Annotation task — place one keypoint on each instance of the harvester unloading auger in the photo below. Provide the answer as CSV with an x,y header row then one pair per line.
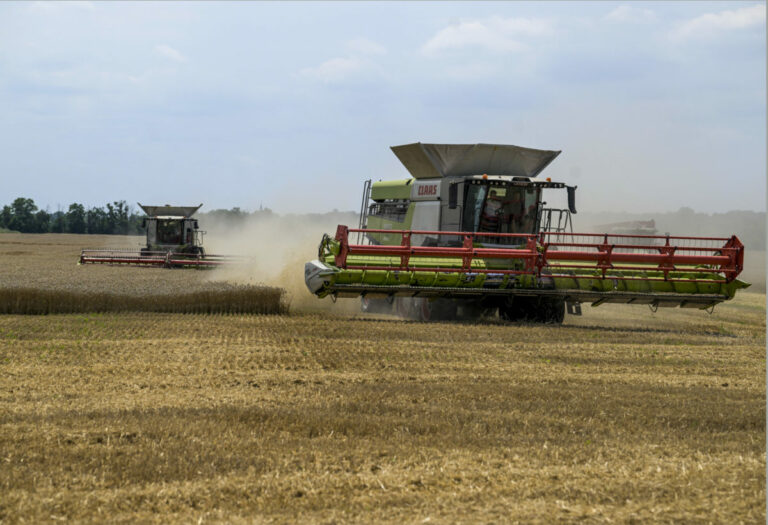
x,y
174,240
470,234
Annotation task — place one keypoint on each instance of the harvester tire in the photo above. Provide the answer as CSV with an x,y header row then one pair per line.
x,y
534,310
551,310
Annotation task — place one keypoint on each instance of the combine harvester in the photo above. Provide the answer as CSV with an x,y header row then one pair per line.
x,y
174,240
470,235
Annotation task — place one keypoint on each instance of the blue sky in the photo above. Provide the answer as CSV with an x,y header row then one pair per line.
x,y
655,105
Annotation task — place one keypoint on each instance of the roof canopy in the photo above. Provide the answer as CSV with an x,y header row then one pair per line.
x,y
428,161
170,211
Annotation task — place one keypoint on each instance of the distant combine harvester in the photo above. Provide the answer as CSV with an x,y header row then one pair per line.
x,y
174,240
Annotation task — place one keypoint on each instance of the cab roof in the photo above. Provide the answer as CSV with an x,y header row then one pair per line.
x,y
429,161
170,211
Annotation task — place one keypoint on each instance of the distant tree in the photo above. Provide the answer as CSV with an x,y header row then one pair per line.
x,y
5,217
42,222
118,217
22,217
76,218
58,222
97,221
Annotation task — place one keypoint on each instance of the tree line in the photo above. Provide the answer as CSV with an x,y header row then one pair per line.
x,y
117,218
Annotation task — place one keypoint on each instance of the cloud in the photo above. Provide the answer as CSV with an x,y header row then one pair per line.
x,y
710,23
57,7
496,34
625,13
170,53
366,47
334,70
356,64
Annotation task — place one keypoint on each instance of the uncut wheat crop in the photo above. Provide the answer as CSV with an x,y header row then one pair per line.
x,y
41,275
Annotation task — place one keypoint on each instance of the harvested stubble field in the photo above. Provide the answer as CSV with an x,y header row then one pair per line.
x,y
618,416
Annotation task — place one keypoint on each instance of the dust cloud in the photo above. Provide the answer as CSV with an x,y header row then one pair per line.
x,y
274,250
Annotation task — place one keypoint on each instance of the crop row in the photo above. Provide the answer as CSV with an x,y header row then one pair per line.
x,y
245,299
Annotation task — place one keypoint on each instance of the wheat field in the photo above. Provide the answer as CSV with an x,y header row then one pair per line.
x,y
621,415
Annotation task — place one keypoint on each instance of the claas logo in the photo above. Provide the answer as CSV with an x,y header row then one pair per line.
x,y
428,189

○ ○ ○ ○

All lines from the one that holds "of the harvested" through the end of the records are to be returned exactly, including both boundary lines, and no others.

_Your solution_
Annotation task — place one keypoint on each instance of the harvested stubble field in the photo above. Provide the answer as CSV with an x,y header row then one pair per line.
x,y
618,416
Annotation task — place one keypoint on each instance of the dust cloud in the photo above. Provide the answer as CSV with an x,y header row then one pair per line.
x,y
274,250
Annotation task — place one keypoint on each instance of the crop row in the photo above. Provide the answer as CSV with an x,y header row then one pair per line.
x,y
245,299
Annotation task — place one keypoint on each instance of the wheat field in the photo above. Provide the answer as CSV with an x,y header row then one pair per line.
x,y
621,415
Annotation task — place one keypoint on each instance of the claas logo in the photo above. Provide the answer as CSV with an x,y header row then one pair per line.
x,y
428,189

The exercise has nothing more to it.